== Provided entries ==

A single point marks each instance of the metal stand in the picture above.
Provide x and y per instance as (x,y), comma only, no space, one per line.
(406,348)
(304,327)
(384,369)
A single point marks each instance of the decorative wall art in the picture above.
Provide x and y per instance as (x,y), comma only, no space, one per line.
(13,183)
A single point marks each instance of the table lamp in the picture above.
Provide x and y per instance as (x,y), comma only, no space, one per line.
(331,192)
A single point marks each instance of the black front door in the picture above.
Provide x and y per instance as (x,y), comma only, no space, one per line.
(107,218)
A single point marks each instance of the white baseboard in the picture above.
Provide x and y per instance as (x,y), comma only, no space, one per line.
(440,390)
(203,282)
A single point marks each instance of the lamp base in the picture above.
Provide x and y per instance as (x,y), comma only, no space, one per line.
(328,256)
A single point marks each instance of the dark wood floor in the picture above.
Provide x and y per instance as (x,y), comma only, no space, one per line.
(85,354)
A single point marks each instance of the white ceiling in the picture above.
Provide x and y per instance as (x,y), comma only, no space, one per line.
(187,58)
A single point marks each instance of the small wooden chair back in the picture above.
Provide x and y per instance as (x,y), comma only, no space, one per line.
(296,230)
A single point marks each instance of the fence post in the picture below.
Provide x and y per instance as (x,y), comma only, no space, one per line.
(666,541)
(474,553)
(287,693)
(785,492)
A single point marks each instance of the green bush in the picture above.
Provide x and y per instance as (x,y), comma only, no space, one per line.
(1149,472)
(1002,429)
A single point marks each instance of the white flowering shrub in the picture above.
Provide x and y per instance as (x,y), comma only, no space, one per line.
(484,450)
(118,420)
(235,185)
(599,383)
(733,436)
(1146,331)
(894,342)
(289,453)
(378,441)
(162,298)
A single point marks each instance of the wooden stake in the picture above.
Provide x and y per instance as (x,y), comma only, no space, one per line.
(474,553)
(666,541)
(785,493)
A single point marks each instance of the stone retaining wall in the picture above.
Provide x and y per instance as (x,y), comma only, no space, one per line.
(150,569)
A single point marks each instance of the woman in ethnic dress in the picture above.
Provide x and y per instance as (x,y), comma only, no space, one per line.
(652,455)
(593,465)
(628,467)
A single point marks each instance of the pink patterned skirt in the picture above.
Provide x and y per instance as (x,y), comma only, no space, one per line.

===

Transcribe, exactly as written, all lines of the entries above from the first to the one containing "A single point marks each instance of the black", and no more.

**Exercise answer**
A single point marks each instance of the metal stand in the picture above.
Provide x and y per instance as (x,y), comma only, no space, one per line.
(406,348)
(304,327)
(384,369)
A single point marks each instance of the decorative wall art in the picture above.
Provide x and y per instance as (x,y), comma only, no space, one per line.
(13,183)
A single point marks each instance of the table lamp in the picture above.
Provide x and y per instance as (x,y), comma only, no space, one per line.
(331,192)
A single point marks each instance of the black front door in the picture above.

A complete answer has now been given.